■ **Work required**
The answer must match the listing exactly, with every line written out again.

BEGIN Data to examine

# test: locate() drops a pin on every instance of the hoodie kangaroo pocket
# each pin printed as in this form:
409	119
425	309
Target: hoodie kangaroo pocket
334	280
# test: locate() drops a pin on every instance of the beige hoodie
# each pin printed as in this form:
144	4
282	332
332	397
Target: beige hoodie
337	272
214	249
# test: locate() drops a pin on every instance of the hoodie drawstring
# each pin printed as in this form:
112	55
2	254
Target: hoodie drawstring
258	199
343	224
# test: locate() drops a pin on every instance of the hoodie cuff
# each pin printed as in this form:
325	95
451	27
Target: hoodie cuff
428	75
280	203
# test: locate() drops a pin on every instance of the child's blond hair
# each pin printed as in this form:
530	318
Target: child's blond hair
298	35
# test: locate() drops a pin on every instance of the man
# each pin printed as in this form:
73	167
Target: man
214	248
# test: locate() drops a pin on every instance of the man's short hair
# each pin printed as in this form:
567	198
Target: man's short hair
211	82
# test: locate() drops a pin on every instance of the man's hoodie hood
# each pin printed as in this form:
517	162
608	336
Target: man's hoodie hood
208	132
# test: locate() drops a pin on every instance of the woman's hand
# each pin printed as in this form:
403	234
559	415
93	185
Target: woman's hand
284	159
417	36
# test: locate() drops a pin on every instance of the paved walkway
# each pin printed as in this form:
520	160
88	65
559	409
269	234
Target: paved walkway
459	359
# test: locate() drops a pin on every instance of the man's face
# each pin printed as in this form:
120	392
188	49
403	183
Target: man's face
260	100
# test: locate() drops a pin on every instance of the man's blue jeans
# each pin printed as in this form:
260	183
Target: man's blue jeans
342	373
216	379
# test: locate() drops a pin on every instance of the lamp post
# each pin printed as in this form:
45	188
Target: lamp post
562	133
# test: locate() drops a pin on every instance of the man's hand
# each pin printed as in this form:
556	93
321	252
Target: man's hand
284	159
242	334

END Data to examine

■ **Exercise output**
# test: locate() drops a pin on every instance of the hoodie kangaroo pocket
# each pin printed as in this form:
409	119
425	309
Target: hoodie kangaroo pocket
334	280
# test: locate() drops a pin on every instance of the beige hoodie
# each pin printed as in this form:
144	4
282	332
332	397
Target: beige hoodie
337	272
214	249
# test: locate() drops a pin on every instance of the hoodie drawstring
# each pin printed as in this form:
112	55
2	254
Target: hoodie drawstring
258	199
343	224
# test: locate() drops a pin on every instance of the hoodie cuff
# each pin printed as in this form:
325	95
451	27
Target: hoodie cuff
428	75
280	203
# test: locate() drops a pin on every instance of the child's blond hair
# each pin printed as in this form:
530	318
Target: child's blond hair
298	35
# test: locate() drops a pin on every instance of the man
# each pin printed as in this form:
73	167
Target: man
214	248
# test: locate() drops a pin on every instance of the man's short hair
# each pin printed as in this form:
567	198
Target: man's short hair
211	82
# test: locate() drops a pin on every instance of the man's hoodie hood
# each pin printed as in this form:
517	162
608	336
Target: man's hoodie hood
208	132
# test: locate() drops a pin on every instance of the woman's hand
# each pin printed as in this form:
403	234
559	415
93	185
Target: woman's hand
284	159
417	36
# test: locate() drops a pin on every instance of the paved walkway
# each pin printed as in this form:
520	160
88	65
559	409
269	234
Target: paved walkway
459	359
# test: locate() drops a pin on every instance of the man's face
# each pin printed as in this form:
120	392
188	49
403	183
Target: man's face
260	100
# test: locate() drops a pin on every instance of the man's blue jeans
# each pin printed as in this form:
260	183
Target: man's blue jeans
342	373
216	379
# test: locate() drops a pin on every instance of the lamp post
# each pin printed as in this form:
45	188
Target: lamp post
562	133
# test: locate() drops a pin on every instance of the man's hand
# each pin printed as in this form:
556	93
321	252
Target: man's hand
284	159
242	334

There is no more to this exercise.